··· Given records

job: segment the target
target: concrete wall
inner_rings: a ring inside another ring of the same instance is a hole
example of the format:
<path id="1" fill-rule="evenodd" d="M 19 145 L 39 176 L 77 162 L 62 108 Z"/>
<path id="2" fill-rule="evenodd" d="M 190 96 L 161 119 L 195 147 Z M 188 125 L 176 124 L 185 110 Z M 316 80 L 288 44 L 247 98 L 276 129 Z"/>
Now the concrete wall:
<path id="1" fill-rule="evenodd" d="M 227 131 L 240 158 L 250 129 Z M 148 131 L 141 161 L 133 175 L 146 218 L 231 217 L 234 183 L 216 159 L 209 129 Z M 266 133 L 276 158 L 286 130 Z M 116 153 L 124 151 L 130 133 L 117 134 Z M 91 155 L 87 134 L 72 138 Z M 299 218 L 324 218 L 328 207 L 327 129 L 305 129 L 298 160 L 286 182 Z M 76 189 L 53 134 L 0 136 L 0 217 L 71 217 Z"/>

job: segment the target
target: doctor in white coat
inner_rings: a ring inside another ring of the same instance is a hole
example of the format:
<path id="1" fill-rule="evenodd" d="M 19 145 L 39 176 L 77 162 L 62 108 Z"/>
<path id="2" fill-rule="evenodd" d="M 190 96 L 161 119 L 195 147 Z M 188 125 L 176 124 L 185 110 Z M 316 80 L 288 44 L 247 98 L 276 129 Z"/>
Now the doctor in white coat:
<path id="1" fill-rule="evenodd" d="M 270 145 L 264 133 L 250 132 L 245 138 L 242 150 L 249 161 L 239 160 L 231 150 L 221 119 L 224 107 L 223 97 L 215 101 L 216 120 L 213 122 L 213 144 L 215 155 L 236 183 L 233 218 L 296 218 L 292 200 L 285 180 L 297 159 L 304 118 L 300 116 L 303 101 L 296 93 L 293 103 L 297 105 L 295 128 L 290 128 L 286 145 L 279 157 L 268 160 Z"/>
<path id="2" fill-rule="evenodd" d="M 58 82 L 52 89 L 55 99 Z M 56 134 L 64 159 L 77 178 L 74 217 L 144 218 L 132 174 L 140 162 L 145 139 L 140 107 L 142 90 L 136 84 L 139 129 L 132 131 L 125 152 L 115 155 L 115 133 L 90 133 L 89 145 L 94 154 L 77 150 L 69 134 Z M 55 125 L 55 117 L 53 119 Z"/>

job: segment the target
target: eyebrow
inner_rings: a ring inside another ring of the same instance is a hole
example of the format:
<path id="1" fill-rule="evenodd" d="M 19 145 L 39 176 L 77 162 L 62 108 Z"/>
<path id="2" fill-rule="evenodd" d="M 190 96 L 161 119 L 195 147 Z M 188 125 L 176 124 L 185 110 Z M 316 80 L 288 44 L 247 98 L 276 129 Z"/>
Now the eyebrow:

······

• [Task to complete]:
In the lines from the start through the one containing "227 131 L 240", switch "concrete wall" to "brick wall" and write those lines out again with nothing else altered.

• [Full output]:
job: segment the target
target: brick wall
inner_rings: a ring inside another ring of the same instance is a hole
example of the format:
<path id="1" fill-rule="evenodd" d="M 19 145 L 39 176 L 77 162 L 62 108 Z"/>
<path id="2" fill-rule="evenodd" d="M 190 96 L 161 119 L 195 147 Z M 188 125 L 176 124 L 185 110 Z M 316 80 L 288 44 L 247 98 L 276 129 Z"/>
Now the brick wall:
<path id="1" fill-rule="evenodd" d="M 227 131 L 240 158 L 250 129 Z M 148 131 L 141 161 L 133 175 L 146 218 L 231 217 L 234 183 L 216 159 L 209 129 Z M 266 133 L 276 158 L 286 130 Z M 116 153 L 124 151 L 130 133 L 117 134 Z M 91 155 L 87 134 L 72 138 Z M 299 218 L 324 218 L 328 207 L 327 129 L 305 129 L 298 160 L 286 182 Z M 76 189 L 53 134 L 0 136 L 0 217 L 71 217 Z"/>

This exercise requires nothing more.